§ **Selected extract**
The Supreme Court has refused a local authority permission to appeal in legal proceedings brought by the council in a bid to establish that the mother of a girl born with Foetal Alcohol Syndrome (FAS) had committed a crime by drinking heavily during the pregnancy.

In the case of CP (a child) v First Tier Tribunal (Criminal Injuries Compensation) UKSC 2015/0006 the appellant, CP, was born with FAS disorder as a result of the mother’s drinking.

The mother had been warned about the damage her drinking – half a bottle of vodka and eight cans of strong lager – would cause.

An unnamed council in the North West applied on CP's behalf to the Criminal Injuries Compensation Authority (CICA) for compensation on the basis that she was the victim of a crime of violence because her mother had administered a noxious substance on another person contrary to s. 23 Offences Against the Person Act 1861.

The First Tier Tribunal awarded CP compensation but this was overturned in the Upper Tribunal.

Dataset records

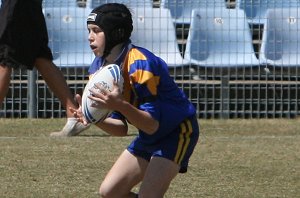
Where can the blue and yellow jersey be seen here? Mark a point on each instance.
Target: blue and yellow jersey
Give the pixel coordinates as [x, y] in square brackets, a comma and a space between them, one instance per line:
[149, 87]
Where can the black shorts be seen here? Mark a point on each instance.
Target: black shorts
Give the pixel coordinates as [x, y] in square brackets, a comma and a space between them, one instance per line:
[23, 33]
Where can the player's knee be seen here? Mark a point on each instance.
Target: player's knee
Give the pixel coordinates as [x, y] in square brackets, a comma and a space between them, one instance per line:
[106, 191]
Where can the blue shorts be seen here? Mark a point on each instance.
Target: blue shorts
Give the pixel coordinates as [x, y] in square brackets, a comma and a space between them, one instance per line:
[177, 146]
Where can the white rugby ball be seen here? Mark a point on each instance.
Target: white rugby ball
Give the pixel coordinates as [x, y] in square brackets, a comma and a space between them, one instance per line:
[105, 76]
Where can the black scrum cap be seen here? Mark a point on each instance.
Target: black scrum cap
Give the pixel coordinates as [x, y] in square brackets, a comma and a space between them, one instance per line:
[116, 22]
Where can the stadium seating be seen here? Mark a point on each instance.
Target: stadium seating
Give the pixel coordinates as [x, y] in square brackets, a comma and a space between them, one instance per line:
[68, 36]
[153, 28]
[256, 9]
[129, 3]
[281, 38]
[220, 39]
[59, 3]
[181, 10]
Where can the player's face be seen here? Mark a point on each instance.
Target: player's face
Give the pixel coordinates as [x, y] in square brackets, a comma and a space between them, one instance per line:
[96, 39]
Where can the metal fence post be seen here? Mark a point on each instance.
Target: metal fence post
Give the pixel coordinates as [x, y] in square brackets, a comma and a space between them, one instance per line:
[31, 93]
[225, 95]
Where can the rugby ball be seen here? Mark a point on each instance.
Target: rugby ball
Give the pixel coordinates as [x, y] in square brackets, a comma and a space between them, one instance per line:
[105, 76]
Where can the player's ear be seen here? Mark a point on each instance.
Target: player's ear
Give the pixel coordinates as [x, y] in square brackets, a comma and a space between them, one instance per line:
[78, 99]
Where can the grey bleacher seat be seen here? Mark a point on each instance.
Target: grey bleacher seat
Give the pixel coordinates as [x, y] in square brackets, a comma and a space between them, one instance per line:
[281, 38]
[220, 39]
[129, 3]
[256, 9]
[181, 10]
[68, 36]
[153, 28]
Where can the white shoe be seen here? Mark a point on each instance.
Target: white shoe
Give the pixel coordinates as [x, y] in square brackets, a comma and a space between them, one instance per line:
[72, 128]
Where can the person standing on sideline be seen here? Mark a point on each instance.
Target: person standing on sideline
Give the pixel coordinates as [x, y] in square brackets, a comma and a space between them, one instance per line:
[168, 129]
[24, 43]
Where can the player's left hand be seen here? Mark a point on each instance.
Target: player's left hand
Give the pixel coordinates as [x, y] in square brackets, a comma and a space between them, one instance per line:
[106, 99]
[78, 112]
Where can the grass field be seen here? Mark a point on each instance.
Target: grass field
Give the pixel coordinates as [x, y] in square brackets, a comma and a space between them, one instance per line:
[234, 158]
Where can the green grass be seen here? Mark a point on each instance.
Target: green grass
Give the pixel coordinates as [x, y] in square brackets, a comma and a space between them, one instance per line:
[234, 158]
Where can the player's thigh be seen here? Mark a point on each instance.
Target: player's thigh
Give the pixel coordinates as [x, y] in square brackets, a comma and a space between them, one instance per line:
[158, 176]
[127, 171]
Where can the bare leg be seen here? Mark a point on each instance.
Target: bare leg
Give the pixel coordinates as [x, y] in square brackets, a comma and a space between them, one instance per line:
[5, 75]
[127, 172]
[57, 83]
[159, 174]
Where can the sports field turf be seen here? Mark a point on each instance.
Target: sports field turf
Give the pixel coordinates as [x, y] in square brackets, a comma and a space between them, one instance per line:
[234, 158]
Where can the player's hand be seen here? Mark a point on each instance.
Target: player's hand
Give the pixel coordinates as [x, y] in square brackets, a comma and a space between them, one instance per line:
[78, 112]
[106, 99]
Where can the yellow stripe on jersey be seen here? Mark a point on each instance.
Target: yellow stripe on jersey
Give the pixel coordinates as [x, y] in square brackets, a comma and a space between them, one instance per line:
[142, 76]
[134, 55]
[184, 140]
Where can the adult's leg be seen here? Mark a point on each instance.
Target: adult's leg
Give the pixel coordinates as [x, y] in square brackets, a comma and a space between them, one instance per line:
[159, 174]
[5, 75]
[127, 172]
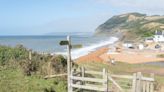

§ **Set task 1**
Please check three statements against the Supreme Court passage above, answering yes or no for each and quoting the deciding words of the passage: (a) The Supreme Court granted the council permission to appeal. (b) The mother had been warned about the damage her drinking would cause. (c) The Upper Tribunal upheld the compensation award.
§ **Set task 2**
Continue the Supreme Court passage from the point where it stops.

§ **Task output 1**
(a) No: "The Supreme Court has refused a local authority permission to appeal"
(b) Yes: "The mother had been warned about the damage her drinking – half a bottle of vodka and eight cans of strong lager – would cause."
(c) No: "this was overturned in the Upper Tribunal"

§ **Task output 2**
The case was taken on CP’s behalf to the Court of Appeal. This proved unsuccessful, with Lord Justice Treacy finding that a foetus was not ‘another person’ for the purposes of s. 23.

The council then sought to raise the issue central to the case – whether CP should be permitted to argue that she was entitled to compensation from CICA as the victim of her mother’s crime of unlawful and malicious wounding or inflicting grievous bodily harm upon any other person contrary to s 20 of the Offences Against the Person Act 1861 – with the Supreme Court.

However, permission to appeal was refused because the application did not raise an arguable point of law, the Supreme Court has said.